# Lab3 MongoDB 的聚合管道

## 何为聚合操作


聚合操作主要是通过对数据进行分组后做出一些简单的运算，例如平均，求和，最值等。MongoDB 中的聚合运算主要通过 `aggregate()` 方法实现

Python 中`aggregate()`方式实现了利用聚合管道对文档进行变化计算和展示。文档进入聚合管道会依次经过筛选 (filtering)，分组 (grouping) 并聚合，排序 (sorting)，投射 (projecting)，限制 (limiting) (或者跳过 (skipping) ) 变化。

| 符号 | 含义       | 描述                        |
| ---- | ---------- | --------------------------- |
| \$match  | 筛选       | 按照一定条件筛选出特定的文档记录        |
| \$project  | 选择       | 修改输入文档的结构。可以用来重命名、增加或删除域，也可以用于创建计算结果以及嵌套文档        |
| \$group | 分组   | 对文档按照字段分组，以便做一些聚合运算       |
| \$sort | 排序   | 对文档按照字段排序       |
| \$limit  | 限制     | 限制MongoDB聚合管道返回的文档数        |
| \$skip  | 跳过   | 在聚合管道中跳过指定数量的文档，并返回余下的文档  |

## 简单的聚合

首先连接数据库创建数据表并且插入数据

In [2]:
# 连接Mongodb数据库
import pymongo

client = pymongo.MongoClient("mongodb://ecnu10205501432:ECNU10205501432@172.16.14.60:27017/")
db = client.ecnu10205501432
users_col = db["users"]

In [3]:
# 插入数据
users_col.delete_many({})

********

任务要求:
1. 列出正文表格"符号"一栏中的全部符号。
2. 请把正文中从"# Lab3 MongoDB"到"(skipping) ) 变化。"的这一段原样重写一遍。

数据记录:

********

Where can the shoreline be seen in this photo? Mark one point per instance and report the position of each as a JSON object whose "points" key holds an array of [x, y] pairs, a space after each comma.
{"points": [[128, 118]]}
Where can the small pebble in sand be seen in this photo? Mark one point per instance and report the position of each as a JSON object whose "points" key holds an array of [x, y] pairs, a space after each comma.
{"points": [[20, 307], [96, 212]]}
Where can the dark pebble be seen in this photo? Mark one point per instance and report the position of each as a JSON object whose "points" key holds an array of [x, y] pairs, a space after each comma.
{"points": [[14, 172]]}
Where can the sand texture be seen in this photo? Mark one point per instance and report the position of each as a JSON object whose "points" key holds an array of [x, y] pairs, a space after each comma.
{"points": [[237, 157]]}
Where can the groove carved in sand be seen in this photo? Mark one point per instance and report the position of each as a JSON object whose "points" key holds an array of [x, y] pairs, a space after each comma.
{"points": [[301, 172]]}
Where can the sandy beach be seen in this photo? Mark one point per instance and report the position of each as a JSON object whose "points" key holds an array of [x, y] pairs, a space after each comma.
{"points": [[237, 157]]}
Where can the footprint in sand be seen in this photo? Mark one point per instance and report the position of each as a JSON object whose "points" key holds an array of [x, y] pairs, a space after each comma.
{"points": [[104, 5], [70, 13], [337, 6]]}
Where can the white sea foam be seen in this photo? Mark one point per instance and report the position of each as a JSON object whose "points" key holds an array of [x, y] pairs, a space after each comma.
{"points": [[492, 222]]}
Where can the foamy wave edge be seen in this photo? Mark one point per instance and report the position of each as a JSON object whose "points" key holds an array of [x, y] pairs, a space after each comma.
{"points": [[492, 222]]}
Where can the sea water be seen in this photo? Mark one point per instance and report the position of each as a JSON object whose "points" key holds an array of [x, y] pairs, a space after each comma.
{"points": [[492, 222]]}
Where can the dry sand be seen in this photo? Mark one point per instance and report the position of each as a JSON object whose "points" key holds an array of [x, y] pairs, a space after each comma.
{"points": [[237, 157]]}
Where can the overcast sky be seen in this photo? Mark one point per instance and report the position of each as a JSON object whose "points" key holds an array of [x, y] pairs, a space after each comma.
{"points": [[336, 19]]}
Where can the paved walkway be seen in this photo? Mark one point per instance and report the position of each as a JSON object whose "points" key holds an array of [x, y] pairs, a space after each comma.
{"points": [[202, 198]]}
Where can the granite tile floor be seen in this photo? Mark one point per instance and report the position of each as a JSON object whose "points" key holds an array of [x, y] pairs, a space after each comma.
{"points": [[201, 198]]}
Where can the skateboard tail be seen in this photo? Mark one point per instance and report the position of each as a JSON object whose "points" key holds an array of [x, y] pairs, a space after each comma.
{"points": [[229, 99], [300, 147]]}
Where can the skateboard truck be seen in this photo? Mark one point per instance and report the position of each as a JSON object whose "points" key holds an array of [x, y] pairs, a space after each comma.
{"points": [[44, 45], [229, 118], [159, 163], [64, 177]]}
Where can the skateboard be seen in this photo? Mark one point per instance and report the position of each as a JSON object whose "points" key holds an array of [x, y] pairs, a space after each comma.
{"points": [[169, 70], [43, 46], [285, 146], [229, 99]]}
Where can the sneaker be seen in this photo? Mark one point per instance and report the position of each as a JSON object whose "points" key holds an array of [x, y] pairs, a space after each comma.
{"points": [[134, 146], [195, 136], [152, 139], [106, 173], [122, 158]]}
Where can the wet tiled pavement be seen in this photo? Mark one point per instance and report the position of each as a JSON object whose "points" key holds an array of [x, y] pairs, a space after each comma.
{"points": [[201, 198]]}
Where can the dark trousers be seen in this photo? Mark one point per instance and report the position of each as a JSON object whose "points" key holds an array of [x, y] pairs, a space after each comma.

********

参考答案:
1. $match、$project、$group、$sort、$limit、$skip

2.
# Lab3 MongoDB 的聚合管道

## 何为聚合操作


聚合操作主要是通过对数据进行分组后做出一些简单的运算，例如平均，求和，最值等。MongoDB 中的聚合运算主要通过 `aggregate()` 方法实现

Python 中`aggregate()`方式实现了利用聚合管道对文档进行变化计算和展示。文档进入聚合管道会依次经过筛选 (filtering)，分组 (grouping) 并聚合，排序 (sorting)，投射 (projecting)，限制 (limiting) (或者跳过 (skipping) ) 变化。